* Task inputs
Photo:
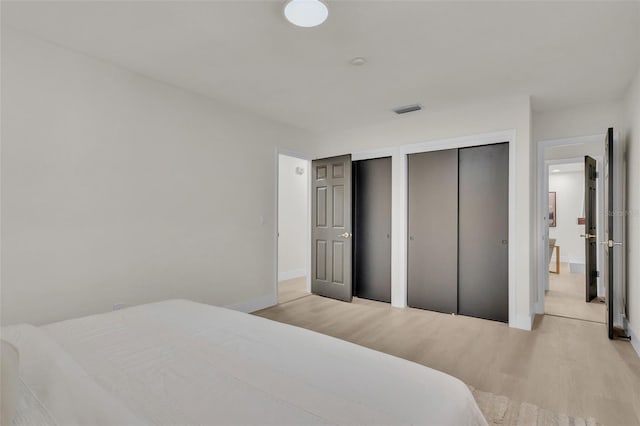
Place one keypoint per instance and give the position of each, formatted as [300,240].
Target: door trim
[542,201]
[308,159]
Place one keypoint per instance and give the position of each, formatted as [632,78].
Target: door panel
[372,229]
[331,229]
[590,231]
[614,235]
[433,231]
[483,226]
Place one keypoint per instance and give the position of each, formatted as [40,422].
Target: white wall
[633,206]
[120,189]
[582,120]
[454,121]
[569,188]
[577,121]
[292,217]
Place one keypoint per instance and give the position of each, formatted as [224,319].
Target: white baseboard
[253,305]
[635,342]
[289,275]
[522,322]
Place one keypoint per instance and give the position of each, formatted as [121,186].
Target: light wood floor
[292,289]
[566,297]
[565,365]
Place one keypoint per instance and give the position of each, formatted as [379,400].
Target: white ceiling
[245,53]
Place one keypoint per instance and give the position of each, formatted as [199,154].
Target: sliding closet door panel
[483,232]
[433,231]
[372,229]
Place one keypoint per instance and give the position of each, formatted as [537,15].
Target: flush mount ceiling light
[306,13]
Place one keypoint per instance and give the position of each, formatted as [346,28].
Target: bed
[180,362]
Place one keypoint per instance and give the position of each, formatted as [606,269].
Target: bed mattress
[180,362]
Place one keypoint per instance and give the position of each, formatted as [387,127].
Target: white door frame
[307,158]
[542,198]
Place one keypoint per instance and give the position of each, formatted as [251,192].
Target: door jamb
[542,200]
[307,158]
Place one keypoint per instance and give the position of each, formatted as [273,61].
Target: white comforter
[179,362]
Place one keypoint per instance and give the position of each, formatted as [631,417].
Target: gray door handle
[588,236]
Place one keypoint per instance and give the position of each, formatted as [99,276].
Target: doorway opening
[566,293]
[571,199]
[293,227]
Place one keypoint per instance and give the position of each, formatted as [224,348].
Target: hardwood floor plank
[564,365]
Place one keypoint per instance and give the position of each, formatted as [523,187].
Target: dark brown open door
[331,228]
[590,234]
[613,236]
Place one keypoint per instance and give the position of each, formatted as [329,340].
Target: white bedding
[180,362]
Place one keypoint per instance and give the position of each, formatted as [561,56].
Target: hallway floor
[292,289]
[565,297]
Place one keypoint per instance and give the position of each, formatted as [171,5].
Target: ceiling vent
[407,108]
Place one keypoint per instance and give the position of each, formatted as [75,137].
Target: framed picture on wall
[552,209]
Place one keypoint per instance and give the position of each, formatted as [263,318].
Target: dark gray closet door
[331,248]
[433,231]
[483,232]
[372,229]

* Goal
Print all the records again exactly; do not include any picture.

* Correct answer
Photo:
Place one keypoint per instance and give the position of each, formatted as [300,240].
Target: door trim
[542,201]
[308,159]
Place one keypoint per instance and give the position of each, formatted as [632,78].
Target: door panel
[372,229]
[331,229]
[590,231]
[614,235]
[433,231]
[483,226]
Place one keypoint per instance and give the position of each, formatted as [40,422].
Target: white wall
[633,206]
[120,189]
[582,120]
[454,121]
[569,188]
[577,121]
[292,217]
Place one keypoint per instance and give the position of each, formatted as [224,319].
Target: white baseboard
[253,305]
[635,342]
[289,275]
[522,322]
Place one keypoint per instance and give the position of each, formatted as [121,186].
Target: light wood floor
[292,289]
[566,297]
[565,365]
Place one keypoint per instance and give the position of each, formatted as [379,400].
Target: white ceiling
[245,53]
Place one keypoint per instance and give the position of each, formatted as [199,154].
Target: sliding closet door panel
[483,232]
[433,231]
[372,229]
Place one keypoint per instance and give the position of each, formatted as [537,15].
Target: flush mount ceiling light
[306,13]
Place one keypoint per instance and give the position of each, formatted as [346,28].
Target: bed
[180,362]
Place one keypoint per instance and give the position of each, formatted as [606,269].
Target: bed mattress
[180,362]
Place one keypoint per instance and give the position of each, formatted as [387,127].
Target: white door frame
[307,158]
[542,198]
Place one keypoint per instance and give the position of each, formatted as [251,192].
Target: door jamb
[542,200]
[307,158]
Place one keypoint per instance and give the position of each, formatted as [273,61].
Target: white comforter
[179,362]
Place one keypoint per instance and give the position of each, formatted as [631,417].
Target: gray door handle
[588,236]
Place one keypoint per instance and give the position of each, formatted as [99,276].
Target: doorway opening
[566,293]
[571,199]
[293,227]
Place one keypoint per instance and give the position of each, formatted as [224,348].
Target: hardwood floor plank
[564,365]
Place one keypoint per instance and give the position of each, formatted as [523,187].
Target: dark brown open door
[331,228]
[590,234]
[613,236]
Place one keypoint per instance and give the position of each, formatted as [329,340].
Target: white bedding
[180,362]
Place one keypoint per instance and give the position of each, formatted as [561,56].
Target: hallway floor
[292,289]
[565,297]
Place one keypoint per instance and give the position of each, formatted as [171,5].
Target: ceiling vent
[407,108]
Place one keypoint per instance and give the position of each, formatted as [75,137].
Target: framed picture on wall
[552,209]
Place one keypoint per instance and give the position of each, formatted as [263,318].
Target: dark gray closet door
[331,248]
[433,231]
[483,232]
[372,229]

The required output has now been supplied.